- _YOUR GOAL_
Report how many lines of the data below contain "segment". Give nothing besides the number.

- _DATA UNDER STUDY_

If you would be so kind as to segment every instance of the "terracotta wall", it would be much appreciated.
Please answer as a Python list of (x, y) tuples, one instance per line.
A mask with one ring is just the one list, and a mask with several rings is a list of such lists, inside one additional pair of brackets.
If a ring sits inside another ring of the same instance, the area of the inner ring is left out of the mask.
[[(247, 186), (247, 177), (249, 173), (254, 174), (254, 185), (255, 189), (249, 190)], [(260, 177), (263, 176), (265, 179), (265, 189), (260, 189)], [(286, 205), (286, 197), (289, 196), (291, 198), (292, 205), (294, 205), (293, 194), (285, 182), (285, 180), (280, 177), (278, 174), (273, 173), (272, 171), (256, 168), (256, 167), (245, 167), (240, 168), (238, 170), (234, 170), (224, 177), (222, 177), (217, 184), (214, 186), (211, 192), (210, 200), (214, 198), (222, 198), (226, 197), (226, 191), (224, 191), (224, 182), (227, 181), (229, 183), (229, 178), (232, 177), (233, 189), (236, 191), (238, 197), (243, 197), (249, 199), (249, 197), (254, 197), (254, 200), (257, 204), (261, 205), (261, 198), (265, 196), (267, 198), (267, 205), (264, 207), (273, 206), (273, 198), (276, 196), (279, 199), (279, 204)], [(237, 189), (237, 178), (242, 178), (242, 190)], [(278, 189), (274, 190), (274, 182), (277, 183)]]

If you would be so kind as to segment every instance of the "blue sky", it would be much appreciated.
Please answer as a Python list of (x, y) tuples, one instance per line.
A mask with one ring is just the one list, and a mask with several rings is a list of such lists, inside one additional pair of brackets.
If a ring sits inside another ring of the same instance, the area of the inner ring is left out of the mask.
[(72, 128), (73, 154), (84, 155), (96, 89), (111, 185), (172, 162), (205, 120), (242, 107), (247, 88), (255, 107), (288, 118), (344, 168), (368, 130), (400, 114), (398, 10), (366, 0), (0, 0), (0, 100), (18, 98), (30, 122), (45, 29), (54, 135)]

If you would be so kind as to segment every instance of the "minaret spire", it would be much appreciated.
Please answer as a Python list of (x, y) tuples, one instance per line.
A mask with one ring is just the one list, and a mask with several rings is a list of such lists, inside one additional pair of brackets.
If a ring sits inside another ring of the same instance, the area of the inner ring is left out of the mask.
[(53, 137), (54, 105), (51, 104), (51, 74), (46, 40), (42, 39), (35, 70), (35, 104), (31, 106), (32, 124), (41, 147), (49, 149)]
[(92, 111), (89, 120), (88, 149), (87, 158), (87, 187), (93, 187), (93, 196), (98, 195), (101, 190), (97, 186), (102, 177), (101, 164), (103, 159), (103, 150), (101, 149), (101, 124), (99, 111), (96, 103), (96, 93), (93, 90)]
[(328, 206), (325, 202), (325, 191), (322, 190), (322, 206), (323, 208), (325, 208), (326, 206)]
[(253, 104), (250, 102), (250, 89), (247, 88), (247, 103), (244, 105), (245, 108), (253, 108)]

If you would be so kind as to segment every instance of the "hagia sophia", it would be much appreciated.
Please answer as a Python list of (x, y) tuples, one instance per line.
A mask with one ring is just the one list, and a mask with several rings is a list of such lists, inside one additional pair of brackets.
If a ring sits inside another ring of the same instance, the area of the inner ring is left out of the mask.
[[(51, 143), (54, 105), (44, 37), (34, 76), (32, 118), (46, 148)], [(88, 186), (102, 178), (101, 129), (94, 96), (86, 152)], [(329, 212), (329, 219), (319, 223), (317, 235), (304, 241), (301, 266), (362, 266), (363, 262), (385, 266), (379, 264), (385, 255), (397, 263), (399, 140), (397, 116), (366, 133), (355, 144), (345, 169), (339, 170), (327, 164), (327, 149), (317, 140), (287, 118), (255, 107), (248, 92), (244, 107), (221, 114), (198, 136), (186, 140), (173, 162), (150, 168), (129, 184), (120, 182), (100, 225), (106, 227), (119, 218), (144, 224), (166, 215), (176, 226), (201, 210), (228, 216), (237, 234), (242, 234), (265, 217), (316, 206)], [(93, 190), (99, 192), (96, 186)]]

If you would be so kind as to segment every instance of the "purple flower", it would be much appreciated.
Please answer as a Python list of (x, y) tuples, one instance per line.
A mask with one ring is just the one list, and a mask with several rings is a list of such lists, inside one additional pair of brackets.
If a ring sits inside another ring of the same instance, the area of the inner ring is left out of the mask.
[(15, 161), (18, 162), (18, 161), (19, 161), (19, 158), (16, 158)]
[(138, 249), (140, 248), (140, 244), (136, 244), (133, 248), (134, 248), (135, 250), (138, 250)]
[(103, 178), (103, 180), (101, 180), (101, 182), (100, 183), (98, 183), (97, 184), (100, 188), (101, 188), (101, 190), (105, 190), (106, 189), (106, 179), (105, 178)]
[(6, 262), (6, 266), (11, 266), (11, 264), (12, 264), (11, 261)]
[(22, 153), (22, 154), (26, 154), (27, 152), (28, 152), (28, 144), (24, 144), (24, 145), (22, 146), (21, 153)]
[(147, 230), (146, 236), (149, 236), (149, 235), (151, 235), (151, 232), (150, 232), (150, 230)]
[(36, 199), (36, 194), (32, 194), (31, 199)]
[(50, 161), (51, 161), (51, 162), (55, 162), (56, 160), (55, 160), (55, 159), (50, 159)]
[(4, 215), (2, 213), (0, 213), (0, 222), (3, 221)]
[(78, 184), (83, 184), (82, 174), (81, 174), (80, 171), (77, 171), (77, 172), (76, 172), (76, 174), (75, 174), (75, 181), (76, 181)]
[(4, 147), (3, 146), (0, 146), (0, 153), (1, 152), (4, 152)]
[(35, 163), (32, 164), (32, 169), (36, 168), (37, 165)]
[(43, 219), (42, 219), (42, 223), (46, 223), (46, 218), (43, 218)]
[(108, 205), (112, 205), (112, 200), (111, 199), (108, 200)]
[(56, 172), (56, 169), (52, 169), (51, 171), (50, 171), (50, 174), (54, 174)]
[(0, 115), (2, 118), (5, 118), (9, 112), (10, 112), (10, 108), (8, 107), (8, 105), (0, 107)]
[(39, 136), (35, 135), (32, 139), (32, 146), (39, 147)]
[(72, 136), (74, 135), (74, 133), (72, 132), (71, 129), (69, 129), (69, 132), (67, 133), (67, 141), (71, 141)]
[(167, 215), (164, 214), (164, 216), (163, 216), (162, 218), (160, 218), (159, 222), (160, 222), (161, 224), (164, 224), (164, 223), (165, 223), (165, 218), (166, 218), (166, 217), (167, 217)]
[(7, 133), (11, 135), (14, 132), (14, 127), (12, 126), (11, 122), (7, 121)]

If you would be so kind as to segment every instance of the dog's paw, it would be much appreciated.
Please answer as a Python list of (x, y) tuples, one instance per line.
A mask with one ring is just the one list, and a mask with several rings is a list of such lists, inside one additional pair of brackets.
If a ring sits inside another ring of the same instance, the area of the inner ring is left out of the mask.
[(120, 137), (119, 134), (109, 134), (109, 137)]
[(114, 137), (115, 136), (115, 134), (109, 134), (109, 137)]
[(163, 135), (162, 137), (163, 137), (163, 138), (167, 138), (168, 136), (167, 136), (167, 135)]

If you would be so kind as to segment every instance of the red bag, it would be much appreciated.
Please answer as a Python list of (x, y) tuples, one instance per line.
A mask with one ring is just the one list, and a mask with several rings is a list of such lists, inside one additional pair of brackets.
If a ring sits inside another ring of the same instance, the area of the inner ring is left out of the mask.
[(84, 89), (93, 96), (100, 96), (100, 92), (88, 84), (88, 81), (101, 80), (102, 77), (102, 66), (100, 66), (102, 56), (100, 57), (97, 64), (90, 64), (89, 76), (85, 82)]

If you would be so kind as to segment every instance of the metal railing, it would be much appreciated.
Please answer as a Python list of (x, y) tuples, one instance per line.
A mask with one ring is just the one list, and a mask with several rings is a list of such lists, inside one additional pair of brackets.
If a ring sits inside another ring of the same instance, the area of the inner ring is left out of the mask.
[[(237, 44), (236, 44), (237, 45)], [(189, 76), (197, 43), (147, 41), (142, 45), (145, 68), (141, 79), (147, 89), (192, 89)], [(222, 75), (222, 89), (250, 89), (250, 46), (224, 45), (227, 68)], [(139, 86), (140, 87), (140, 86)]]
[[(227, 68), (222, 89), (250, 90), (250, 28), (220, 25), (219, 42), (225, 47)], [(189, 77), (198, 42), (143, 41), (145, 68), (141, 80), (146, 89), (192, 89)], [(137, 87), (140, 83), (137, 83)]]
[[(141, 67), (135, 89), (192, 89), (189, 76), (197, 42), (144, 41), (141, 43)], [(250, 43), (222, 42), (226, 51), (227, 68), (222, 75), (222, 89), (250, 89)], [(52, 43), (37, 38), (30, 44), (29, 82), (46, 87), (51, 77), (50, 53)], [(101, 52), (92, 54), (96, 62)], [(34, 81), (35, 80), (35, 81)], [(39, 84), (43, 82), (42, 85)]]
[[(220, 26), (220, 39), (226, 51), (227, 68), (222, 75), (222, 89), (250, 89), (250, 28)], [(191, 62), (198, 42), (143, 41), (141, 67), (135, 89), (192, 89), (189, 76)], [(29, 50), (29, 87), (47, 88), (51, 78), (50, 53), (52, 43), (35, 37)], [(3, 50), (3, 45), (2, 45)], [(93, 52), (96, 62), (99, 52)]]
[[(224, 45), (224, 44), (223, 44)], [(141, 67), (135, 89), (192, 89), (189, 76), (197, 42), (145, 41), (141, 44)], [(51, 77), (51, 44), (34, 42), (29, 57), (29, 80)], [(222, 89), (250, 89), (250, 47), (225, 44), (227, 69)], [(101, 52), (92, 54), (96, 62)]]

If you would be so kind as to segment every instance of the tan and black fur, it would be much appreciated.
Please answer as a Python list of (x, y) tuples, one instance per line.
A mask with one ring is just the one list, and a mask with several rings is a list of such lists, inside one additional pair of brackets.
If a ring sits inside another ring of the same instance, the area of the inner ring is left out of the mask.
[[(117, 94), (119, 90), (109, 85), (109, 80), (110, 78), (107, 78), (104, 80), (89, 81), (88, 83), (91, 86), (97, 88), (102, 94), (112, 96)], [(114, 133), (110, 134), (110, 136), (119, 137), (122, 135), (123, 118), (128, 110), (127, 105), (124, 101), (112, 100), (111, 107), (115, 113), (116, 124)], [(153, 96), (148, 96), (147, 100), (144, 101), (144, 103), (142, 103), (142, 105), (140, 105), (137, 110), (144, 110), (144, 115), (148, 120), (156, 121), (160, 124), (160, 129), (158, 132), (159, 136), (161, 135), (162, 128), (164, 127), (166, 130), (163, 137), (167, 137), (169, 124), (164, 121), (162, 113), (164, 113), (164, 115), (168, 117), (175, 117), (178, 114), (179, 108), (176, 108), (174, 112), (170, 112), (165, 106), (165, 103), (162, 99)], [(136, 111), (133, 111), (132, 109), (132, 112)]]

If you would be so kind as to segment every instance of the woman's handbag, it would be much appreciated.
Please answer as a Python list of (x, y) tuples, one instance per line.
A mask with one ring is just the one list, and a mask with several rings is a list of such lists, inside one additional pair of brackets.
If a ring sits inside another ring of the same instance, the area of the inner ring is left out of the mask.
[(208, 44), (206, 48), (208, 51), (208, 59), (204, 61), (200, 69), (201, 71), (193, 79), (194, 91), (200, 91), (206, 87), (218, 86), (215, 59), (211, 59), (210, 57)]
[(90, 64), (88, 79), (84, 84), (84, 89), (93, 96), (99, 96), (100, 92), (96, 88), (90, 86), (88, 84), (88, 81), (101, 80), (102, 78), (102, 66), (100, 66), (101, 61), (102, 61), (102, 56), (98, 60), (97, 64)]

- _ANSWER TO THIS EXERCISE_
10